Return all of the entries exactly, with nothing added or left out.

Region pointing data
^^^^
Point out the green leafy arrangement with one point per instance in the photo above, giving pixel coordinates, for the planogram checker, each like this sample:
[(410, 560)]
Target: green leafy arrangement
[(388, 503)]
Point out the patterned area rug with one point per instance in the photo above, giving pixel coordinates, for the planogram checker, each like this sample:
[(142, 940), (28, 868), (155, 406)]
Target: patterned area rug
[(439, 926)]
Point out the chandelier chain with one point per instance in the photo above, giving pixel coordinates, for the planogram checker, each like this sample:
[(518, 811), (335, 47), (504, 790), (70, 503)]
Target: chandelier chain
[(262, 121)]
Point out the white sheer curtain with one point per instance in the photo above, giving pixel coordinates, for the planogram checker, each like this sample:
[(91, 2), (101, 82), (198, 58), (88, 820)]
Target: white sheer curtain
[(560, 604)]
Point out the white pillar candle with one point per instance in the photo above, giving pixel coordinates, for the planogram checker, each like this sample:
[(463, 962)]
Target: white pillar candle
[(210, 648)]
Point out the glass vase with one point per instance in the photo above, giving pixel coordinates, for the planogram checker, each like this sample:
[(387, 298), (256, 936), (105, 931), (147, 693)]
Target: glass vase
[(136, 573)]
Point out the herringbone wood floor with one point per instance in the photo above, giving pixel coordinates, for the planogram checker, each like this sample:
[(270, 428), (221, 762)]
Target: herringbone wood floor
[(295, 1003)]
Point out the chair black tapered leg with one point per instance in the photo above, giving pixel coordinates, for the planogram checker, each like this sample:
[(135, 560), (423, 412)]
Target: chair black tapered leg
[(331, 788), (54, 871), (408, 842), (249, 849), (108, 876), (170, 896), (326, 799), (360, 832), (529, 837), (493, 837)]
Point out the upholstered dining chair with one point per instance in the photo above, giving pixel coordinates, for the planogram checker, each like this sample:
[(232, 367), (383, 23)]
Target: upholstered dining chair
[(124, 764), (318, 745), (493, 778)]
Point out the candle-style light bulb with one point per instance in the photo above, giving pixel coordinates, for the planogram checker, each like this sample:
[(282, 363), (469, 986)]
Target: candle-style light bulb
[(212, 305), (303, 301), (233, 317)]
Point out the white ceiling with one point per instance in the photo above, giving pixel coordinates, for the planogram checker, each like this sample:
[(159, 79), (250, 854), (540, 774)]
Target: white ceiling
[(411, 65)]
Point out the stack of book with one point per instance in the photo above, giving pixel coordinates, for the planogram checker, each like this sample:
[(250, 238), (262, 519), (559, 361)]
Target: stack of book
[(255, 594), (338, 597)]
^^^^
*Answer to the problem*.
Point out the green leafy arrangement with one point per instance in the photo above, giving pixel coordinates, for the planogram checker, each like this sample:
[(410, 560)]
Target: green leafy arrangement
[(388, 503)]
Point out the patterned area rug with one point per instance in the photo above, giving pixel coordinates, for the planogram checker, each like this sample:
[(142, 940), (28, 868), (155, 406)]
Target: patterned area rug
[(439, 926)]
Point out the chandelier chain with one point per instance in the photo above, giving pixel coordinates, for the planogram checker, each like this sample:
[(518, 811), (335, 47), (504, 790), (70, 503)]
Target: chandelier chain
[(262, 121)]
Point out the white sheer curtain with one point per instance in the photo above, giving pixel coordinates, for the planogram checker, each like this sample:
[(91, 2), (101, 82), (198, 58), (88, 820)]
Target: white sheer curtain
[(560, 604)]
Point out the white pillar candle with one point per instance in the photo above, giving pixel coordinates, for the planogram checker, each like this sample:
[(463, 962)]
Target: white pillar candle
[(210, 648)]
Point out the glass vase with one point per instance in the photo above, giving pixel coordinates, for the planogram checker, each like this sample:
[(387, 298), (256, 936), (105, 931), (147, 693)]
Target: glass vase
[(136, 573)]
Point out the herringbone wood floor with one point per instance in the photo above, giving pixel coordinates, for the planogram checker, each like this sample:
[(270, 428), (221, 762)]
Target: herringbone wood floor
[(295, 1003)]
Point out the chair black tapered leg with one point per instance in the photo above, giving pixel coordinates, for the planogram checker, each like this sample:
[(135, 560), (423, 412)]
Target: chair black tapered leg
[(331, 788), (54, 871), (408, 842), (249, 849), (108, 876), (170, 896), (326, 799), (360, 832), (529, 837), (493, 837)]
Point out the upholstered dining chair with one point per instance in the photo above, giving pixel coordinates, for the planogram checker, each like this sample:
[(232, 367), (383, 23)]
Target: upholstered dining chair
[(124, 764), (318, 745), (493, 778)]
Point out the candle-style light bulb with one point per instance in the photo above, giving pixel coordinates, for the planogram checker, each like this sample:
[(282, 363), (469, 986)]
Target: candle-style light bulb
[(212, 305), (303, 301), (233, 317)]
Point out the white ceiling with one point per instance in the photo above, giving pixel coordinates, for the planogram checker, each like this sample:
[(159, 79), (250, 854), (540, 774)]
Target: white ceiling
[(411, 65)]
Point out the stack of book with one point per instance in the photo above, giving pixel coordinates, for the planogram checker, each like this sample:
[(250, 238), (262, 519), (559, 361)]
Target: stack of book
[(255, 594), (338, 597)]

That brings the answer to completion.